━━ Supplied material
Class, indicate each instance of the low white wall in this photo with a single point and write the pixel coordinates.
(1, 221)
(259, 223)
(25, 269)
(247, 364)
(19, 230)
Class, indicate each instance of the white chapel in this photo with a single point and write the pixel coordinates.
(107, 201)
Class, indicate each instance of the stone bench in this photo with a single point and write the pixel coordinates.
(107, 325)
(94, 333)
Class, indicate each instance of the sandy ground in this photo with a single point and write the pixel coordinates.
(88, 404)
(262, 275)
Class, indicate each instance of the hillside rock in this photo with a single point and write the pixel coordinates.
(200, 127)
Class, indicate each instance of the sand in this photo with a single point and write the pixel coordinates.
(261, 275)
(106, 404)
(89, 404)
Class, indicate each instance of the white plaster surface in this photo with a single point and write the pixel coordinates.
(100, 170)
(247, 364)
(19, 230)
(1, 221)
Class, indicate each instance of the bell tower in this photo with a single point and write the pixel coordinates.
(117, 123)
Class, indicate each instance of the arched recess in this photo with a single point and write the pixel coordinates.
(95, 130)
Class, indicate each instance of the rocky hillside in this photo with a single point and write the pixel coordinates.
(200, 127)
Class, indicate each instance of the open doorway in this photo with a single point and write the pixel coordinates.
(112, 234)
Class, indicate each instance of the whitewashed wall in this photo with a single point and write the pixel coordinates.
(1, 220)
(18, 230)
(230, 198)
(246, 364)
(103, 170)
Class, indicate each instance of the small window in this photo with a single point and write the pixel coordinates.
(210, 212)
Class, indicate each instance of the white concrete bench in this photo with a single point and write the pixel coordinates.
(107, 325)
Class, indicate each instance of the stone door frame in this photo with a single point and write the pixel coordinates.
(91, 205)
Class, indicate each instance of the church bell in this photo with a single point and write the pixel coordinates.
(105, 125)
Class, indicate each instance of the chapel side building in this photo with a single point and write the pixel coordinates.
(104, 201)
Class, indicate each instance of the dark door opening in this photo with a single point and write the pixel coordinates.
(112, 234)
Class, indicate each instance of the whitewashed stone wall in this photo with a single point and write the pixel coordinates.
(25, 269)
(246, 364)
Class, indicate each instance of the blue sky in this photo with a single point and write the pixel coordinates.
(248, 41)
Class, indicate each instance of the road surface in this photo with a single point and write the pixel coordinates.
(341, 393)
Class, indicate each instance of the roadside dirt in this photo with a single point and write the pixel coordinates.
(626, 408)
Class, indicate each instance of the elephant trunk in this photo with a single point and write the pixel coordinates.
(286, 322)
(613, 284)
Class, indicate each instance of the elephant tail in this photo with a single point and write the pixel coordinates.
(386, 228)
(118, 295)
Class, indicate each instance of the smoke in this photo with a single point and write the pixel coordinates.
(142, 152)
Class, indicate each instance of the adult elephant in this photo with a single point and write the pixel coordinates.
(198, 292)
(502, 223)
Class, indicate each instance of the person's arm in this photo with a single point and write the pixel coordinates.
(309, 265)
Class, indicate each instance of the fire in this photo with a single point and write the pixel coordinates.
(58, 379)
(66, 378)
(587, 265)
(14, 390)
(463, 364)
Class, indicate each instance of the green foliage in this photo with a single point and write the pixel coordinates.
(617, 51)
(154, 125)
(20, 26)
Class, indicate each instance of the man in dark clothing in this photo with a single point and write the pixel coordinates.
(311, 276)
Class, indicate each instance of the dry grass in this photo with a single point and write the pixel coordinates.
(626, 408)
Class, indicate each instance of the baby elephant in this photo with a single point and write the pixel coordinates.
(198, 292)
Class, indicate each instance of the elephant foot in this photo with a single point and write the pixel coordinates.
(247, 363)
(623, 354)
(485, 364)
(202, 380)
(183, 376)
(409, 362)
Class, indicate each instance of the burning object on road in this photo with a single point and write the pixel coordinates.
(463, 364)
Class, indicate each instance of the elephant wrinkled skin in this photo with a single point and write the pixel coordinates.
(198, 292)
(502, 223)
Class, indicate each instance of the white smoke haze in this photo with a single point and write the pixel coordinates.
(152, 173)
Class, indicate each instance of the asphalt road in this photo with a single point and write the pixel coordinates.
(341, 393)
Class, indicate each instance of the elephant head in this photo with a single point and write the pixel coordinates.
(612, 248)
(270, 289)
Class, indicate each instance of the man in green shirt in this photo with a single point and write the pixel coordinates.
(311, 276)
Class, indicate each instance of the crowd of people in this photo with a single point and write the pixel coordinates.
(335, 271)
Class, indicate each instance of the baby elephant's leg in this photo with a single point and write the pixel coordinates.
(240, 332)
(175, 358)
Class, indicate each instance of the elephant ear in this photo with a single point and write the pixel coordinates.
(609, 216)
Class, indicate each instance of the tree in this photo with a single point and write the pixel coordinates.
━━━━
**What is needed:** Output each record exactly, leaving nothing out.

**Task answer:**
Class, indicate each instance of the low white wall in this photo with a single point and write the pixel coordinates.
(1, 221)
(259, 223)
(25, 269)
(247, 364)
(19, 230)
Class, indicate each instance of the white chapel in this photo with a single point and write the pixel coordinates.
(107, 201)
Class, indicate each instance of the stone bench in this photo with a single point and write the pixel coordinates.
(107, 325)
(94, 333)
Class, indicate each instance of the sandy ground in this photo with a single point and write the pixel coordinates.
(88, 404)
(262, 275)
Class, indicate each instance of the hillside rock in this photo with a single point and write the pixel coordinates.
(200, 127)
Class, indicate each instance of the sand in this photo with a single point and write the pixel coordinates.
(261, 275)
(106, 404)
(89, 404)
Class, indicate each instance of the white plaster surface in this photo with a single point and write the pixel coordinates.
(100, 170)
(247, 364)
(19, 230)
(1, 221)
Class, indicate each instance of the bell tower in this photo with a single point and write the pixel coordinates.
(117, 123)
Class, indicate each instance of the arched recess in this photo with a single point and write the pixel coordinates.
(95, 130)
Class, indicate each instance of the rocky hillside in this photo with a single point and write the pixel coordinates.
(200, 127)
Class, indicate each instance of the open doorway in this photo with a single point and write the pixel coordinates.
(112, 234)
Class, indicate each instance of the whitewashed wall in this photo with a single point and write the pixel coordinates.
(1, 220)
(18, 230)
(230, 198)
(246, 364)
(103, 170)
Class, indicate each instance of the small window in this photo with a single point and write the pixel coordinates.
(210, 212)
Class, indicate each instance of the white concrete bench in this photo with a single point and write the pixel coordinates.
(107, 325)
Class, indicate each instance of the stone door frame in this photo with a single point and write the pixel coordinates.
(91, 205)
Class, indicate each instance of the church bell in this photo with a single point and write the pixel coordinates.
(105, 125)
Class, indicate each instance of the chapel side building in this photo with a single point and write the pixel coordinates.
(104, 201)
Class, indicate each instance of the dark door opening in this photo with a single point and write the pixel coordinates.
(112, 234)
Class, indicate each instance of the whitewashed stone wall in this photo with a single point and write the pixel coordinates.
(25, 269)
(246, 364)
Class, indicate each instance of the blue sky in this photo with a single point and write the pixel coordinates.
(248, 41)
Class, indicate each instance of the road surface in this photo with a single point and write the pixel coordinates.
(341, 393)
Class, indicate each instance of the roadside dirt in this photo with a single point and write the pixel coordinates.
(626, 408)
Class, indicate each instance of the elephant trunk in this photo with a single point and write the pixel coordinates.
(286, 322)
(613, 284)
Class, indicate each instance of the elephant tail in this photo with a single point and write the pixel coordinates.
(386, 228)
(118, 295)
Class, indicate each instance of the smoke in this photo with a single point and write the pixel coordinates.
(142, 152)
Class, indicate each instance of the adult elephant in this photo with a single point and write the pixel coordinates.
(198, 292)
(502, 223)
Class, indicate each instance of the person's arm in this photo with a single point and write the pixel coordinates.
(309, 265)
Class, indicate each instance of the fire in this photo with a single point and write the pixel coordinates.
(58, 379)
(66, 378)
(587, 265)
(14, 390)
(463, 364)
Class, indicate each instance of the green foliage in this photo with a single point and write the pixel coordinates.
(617, 51)
(154, 125)
(20, 26)
Class, indicate each instance of the man in dark clothing in this photo with a single point and write the pixel coordinates.
(311, 276)
Class, indicate each instance of the dry grass in this photo with a single point and write the pixel coordinates.
(626, 408)
Class, indicate each instance of the baby elephant in this photo with a single point and write the pixel coordinates.
(198, 292)
Class, indicate each instance of the elephant foot in this photo with a single point and write the pixel coordinates.
(247, 363)
(623, 354)
(485, 364)
(202, 380)
(183, 376)
(409, 362)
Class, indicate each instance of the burning object on road in this photo with a single point and write the pixel coordinates.
(463, 364)
Class, indicate each instance of the elephant wrinkled skin in this photo with a single point and write the pixel coordinates.
(198, 292)
(502, 223)
Class, indicate each instance of the white smoke haze in this photo with a single point and write the pixel coordinates.
(152, 173)
Class, indicate each instance of the asphalt road in this photo with a single point and write the pixel coordinates.
(341, 393)
Class, indicate each instance of the elephant head in this photo with a single point and write the pixel coordinates.
(612, 248)
(270, 289)
Class, indicate each instance of the man in green shirt in this photo with a single point and write the pixel coordinates.
(311, 276)
Class, indicate each instance of the crowd of people in this photo with a single point and write the pixel coordinates.
(335, 271)
Class, indicate each instance of the baby elephant's leg in this photo with a single point and write the pixel coordinates.
(240, 332)
(175, 358)
Class, indicate each instance of the elephant ear in this photo with a single point and write the pixel coordinates.
(609, 216)
Class, indicate each instance of the tree in this photo with a single point and write the pixel coordinates.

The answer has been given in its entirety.